## DATA FOR THIS TASK
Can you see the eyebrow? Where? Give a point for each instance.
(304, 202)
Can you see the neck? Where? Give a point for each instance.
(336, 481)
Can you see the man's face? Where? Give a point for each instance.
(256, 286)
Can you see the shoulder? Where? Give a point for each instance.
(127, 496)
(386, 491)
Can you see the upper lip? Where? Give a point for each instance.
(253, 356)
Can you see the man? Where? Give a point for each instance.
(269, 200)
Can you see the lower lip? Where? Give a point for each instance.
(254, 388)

==

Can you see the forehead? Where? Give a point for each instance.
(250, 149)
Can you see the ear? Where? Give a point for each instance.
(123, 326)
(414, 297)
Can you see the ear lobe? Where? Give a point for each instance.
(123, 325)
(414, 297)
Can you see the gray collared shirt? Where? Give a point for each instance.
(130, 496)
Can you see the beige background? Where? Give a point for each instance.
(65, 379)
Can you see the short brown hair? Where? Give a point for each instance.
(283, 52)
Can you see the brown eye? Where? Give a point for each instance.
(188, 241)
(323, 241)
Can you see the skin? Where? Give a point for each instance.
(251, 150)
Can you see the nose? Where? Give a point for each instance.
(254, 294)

--

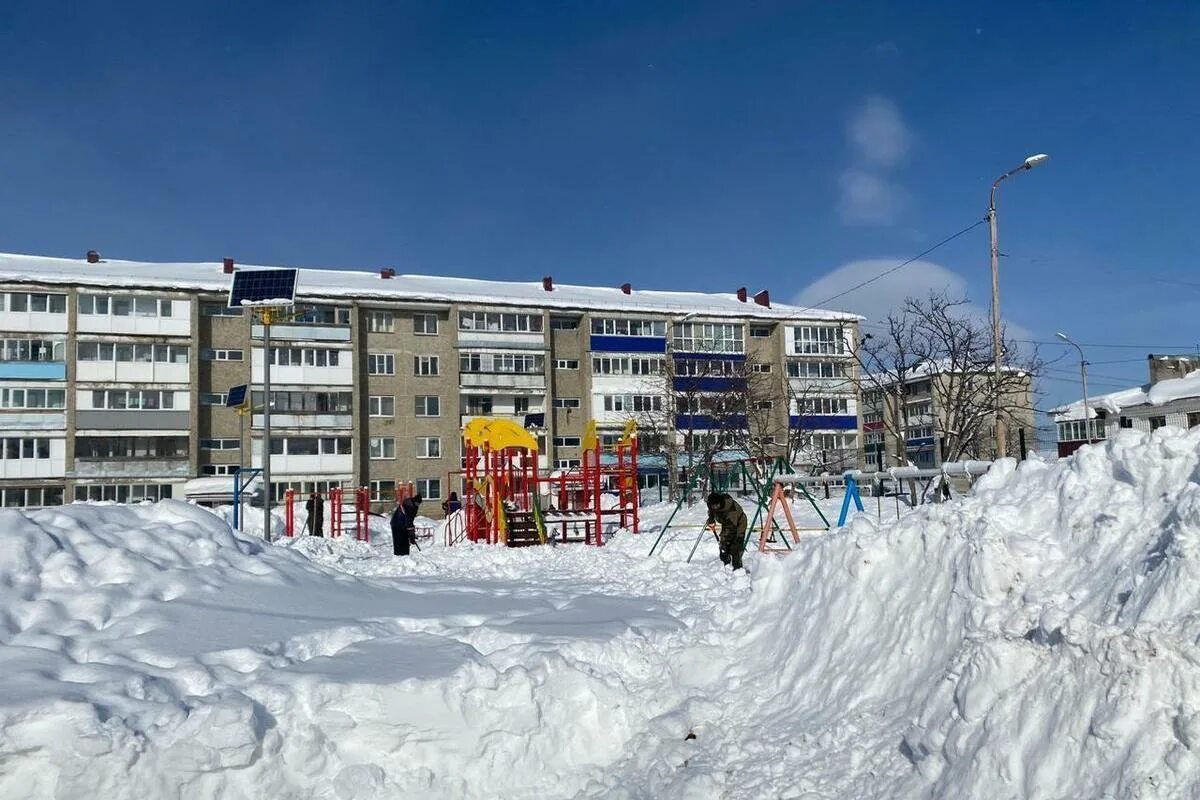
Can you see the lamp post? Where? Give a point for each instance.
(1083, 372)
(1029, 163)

## SHORT EXERCISE
Copy out the rows exactly as they appear. Begin at the line that contains "Can you see the lamp" and stop after the line that contains "(1029, 163)".

## SOLUTION FOR THIS TASK
Can you see the lamp post? Where? Give a point for each instance.
(1083, 372)
(1029, 163)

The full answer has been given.